**EXCERPT TO READ:**
---

The snow was still piled high on either side of Harlem’s Martin Luther King Boulevard this week when former United States vice-president Al Gore brought Howard Dean, the leading Democrat candidate, in from the cold.
With a rallying cry to reclaim the soul of the party, Gore said that Dean ”really is the only candidate who has been able to inspire at the grassroots level all over the country. So I am asking all of you to join in this great movement to elect Howard Dean president of the United States.”
Gore particularly embraced Dean’s anti-war stance, branding the conflict in Iraq a ”catastrophic mistake”.
”He had the insight and the courage to say and do the right thing,” he said of Dean.
”Remake the Democratic Party as a force for progress and good in America.”
Dean has been the front-runner in the crowded Democratic race since the end of August. Last month he picked up the support of two of the country’s largest trade unions.
But despite his popularity among party activists, he has been shunned by the Democratic Party establishment, which believes he is too left-wing to win against President George W Bush in November next year.
Dean was clearly delighted as he stood beaming between two African statues at the National Black Theatre listening to Gore’s promise ”to do everything I can to convince you to get behind Howard Dean”.
Those in the crowd, most of whom were African-Americans, cited his opposition to the war and his desire to reverse the tax cuts as their main reasons for support.
”I’m concerned about the war and a real living wage for working people and affordable housing and I think he’s committed to those things,” said Pamela Green Perkins. Getting him elected ”is not going to be easy”, she admitted. ”But if he keeps getting out there he can make it.”
The surprise endorsement has buried Dean’s image as a maverick outsider. Since Bill and Hillary Clinton have vowed not to endorse anyone, Gore’s name was as big a prize as a candidate could hope for.
”Dean’s been knighted by the ultimate insider,” said Democratic consultant Dean Strother. ”It’s game, set and match. It’s over.”

---

**SUPPLIED ENTRIES:**
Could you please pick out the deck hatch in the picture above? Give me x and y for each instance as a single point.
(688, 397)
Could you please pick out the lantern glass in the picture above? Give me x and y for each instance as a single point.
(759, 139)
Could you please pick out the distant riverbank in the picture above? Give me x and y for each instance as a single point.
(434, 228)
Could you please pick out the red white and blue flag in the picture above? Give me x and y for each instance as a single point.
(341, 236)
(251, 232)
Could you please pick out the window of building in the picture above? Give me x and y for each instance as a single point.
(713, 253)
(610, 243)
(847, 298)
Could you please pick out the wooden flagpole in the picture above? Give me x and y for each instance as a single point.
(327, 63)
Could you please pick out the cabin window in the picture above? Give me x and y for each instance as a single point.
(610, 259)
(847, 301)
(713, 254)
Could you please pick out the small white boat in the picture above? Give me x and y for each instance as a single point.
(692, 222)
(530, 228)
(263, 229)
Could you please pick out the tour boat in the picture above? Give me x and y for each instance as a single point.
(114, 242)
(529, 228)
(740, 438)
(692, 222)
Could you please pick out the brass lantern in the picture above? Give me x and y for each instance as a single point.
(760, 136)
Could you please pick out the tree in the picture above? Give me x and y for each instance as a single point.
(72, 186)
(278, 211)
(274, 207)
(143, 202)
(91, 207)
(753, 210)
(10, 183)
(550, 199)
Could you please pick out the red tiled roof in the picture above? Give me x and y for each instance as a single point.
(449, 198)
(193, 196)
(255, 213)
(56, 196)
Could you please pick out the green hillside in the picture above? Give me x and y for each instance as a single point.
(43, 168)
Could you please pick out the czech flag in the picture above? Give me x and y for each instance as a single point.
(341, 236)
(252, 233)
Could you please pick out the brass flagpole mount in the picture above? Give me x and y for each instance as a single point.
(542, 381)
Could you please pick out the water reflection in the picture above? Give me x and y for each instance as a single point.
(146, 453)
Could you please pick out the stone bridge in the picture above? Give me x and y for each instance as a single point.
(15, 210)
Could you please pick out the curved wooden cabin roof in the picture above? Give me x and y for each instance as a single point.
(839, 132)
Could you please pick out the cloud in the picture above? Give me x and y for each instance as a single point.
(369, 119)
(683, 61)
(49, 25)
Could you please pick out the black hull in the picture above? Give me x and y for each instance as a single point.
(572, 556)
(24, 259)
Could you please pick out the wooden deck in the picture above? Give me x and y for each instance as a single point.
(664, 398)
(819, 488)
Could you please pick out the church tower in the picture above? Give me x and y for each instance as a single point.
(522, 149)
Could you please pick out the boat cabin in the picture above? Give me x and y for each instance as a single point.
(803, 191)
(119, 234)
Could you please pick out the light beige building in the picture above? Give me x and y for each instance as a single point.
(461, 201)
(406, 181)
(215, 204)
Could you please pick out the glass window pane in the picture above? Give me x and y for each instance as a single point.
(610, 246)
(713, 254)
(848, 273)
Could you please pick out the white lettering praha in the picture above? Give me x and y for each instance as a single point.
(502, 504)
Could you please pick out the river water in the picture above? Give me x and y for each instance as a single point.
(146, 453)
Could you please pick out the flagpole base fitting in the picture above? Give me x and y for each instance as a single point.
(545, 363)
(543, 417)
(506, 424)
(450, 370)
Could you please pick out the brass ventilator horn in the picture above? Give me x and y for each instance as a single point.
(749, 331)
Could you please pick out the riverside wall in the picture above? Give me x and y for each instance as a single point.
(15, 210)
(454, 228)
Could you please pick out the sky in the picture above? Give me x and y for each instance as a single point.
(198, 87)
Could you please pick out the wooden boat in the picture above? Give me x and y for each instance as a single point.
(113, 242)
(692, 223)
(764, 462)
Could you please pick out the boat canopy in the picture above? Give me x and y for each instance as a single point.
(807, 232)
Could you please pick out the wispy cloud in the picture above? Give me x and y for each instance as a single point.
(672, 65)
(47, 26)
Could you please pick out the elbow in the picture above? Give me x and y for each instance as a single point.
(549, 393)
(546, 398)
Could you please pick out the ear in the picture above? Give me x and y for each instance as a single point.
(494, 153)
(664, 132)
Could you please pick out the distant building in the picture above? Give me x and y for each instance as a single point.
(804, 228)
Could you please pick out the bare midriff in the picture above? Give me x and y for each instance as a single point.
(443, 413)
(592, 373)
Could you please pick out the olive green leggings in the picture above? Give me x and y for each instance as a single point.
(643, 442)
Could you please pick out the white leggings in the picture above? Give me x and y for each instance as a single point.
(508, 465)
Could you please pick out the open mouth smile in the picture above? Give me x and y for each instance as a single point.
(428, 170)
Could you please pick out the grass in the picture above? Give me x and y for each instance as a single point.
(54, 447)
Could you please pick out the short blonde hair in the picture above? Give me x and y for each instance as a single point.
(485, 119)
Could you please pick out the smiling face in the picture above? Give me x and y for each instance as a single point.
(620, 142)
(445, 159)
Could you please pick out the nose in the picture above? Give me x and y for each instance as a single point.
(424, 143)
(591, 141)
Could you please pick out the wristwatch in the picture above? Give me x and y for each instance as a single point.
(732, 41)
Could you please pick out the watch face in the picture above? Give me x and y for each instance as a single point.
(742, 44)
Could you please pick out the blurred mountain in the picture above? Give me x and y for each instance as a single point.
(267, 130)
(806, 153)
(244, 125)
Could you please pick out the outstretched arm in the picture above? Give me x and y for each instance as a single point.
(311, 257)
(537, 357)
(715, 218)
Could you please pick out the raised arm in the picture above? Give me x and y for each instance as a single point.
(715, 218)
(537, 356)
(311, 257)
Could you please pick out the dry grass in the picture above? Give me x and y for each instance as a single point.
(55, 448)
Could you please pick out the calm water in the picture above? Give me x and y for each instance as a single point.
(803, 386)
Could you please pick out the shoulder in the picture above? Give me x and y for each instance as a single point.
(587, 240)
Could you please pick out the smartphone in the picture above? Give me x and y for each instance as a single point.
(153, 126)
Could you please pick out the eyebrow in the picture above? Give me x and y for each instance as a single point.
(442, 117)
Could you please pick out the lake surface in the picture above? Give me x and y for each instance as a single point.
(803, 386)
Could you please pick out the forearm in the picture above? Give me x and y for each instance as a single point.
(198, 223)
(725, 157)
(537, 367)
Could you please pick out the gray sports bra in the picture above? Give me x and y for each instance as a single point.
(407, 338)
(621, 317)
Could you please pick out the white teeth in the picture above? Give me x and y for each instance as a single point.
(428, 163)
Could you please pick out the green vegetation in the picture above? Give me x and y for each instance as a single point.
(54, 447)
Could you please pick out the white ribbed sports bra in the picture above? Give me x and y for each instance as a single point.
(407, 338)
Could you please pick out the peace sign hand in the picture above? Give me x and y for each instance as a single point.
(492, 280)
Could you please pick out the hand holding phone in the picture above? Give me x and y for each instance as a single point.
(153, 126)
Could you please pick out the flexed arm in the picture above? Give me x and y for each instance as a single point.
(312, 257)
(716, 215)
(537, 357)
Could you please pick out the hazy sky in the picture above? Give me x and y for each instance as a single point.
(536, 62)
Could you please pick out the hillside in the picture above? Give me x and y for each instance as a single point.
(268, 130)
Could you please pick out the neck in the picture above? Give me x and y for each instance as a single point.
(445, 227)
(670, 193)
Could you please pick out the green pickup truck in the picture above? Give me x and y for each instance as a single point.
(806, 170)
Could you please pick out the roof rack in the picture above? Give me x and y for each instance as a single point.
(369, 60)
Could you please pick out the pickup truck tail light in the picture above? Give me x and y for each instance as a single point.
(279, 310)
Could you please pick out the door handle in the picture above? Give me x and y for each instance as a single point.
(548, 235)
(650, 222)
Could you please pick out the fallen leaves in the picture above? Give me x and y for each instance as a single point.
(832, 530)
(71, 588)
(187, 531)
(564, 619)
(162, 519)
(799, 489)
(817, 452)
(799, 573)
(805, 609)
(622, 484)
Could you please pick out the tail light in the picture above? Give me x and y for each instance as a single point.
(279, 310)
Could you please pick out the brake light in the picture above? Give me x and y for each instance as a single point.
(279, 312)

---

**TASK INSTRUCTIONS:**
a) Copy out, word for word, the part of the records that opens with the line containing "Could you please pick out the fallen" and closes with the final line of the records.
b) Extend the article on Al Gore's endorsement of Howard Dean, starting after its last sentence.
The article about Al Gore's endorsement of Howard Dean and the records have no connection to each other.

**THE RESPONSES:**
a)
Could you please pick out the fallen leaves in the picture above? Give me x and y for each instance as a single point.
(832, 530)
(71, 588)
(187, 531)
(564, 619)
(162, 519)
(799, 489)
(817, 452)
(799, 573)
(805, 609)
(622, 484)
Could you please pick out the tail light in the picture above? Give me x and y for each instance as a single point.
(279, 310)
Could you please pick out the brake light in the picture above? Give me x and y for each instance as a single point.
(279, 312)

b)
While the endorsement boosted Dean’s momentum and prestige, it baffled many of the other candidates. It was particularly devastating for Joseph Lieberman, whom Gore chose as his vice-presidential running mate in 2000. Lieberman received this week’s news on TV. ”I was caught completely off guard,” he said. Asked later whether he thought Gore had betrayed him, Lieberman said: ”I’m not going to talk about Al Gore’s sense of loyalty this morning.”
But if the cheers of the small crowd at the $125-a-plate breakfast-fund-raiser was a sign of how far Dean had come, the indifference of those sitting down to a $3,19 Egg McMuffin a block away showed how far he has to go.
No one in the McDonald’s on the corner of Malcolm X Boulevard knew that Dean was in town. Even though he was on the front page of every newspaper, only a few knew who he was.
Dean comes from Vermont, one of the whitest, smallest and most rural states in the US. Yet the Democratic Party’s electoral base is predominantly black and urban.
Despite a number of high-profile black endorsements, polls show that Dean has yet to make inroads among African-Americans — without whom he will struggle to win the presidency. He did little to help matters last month after he was forced to apologise for saying he wanted to be the candidate for white Southerners with confederate flags in their pickup trucks.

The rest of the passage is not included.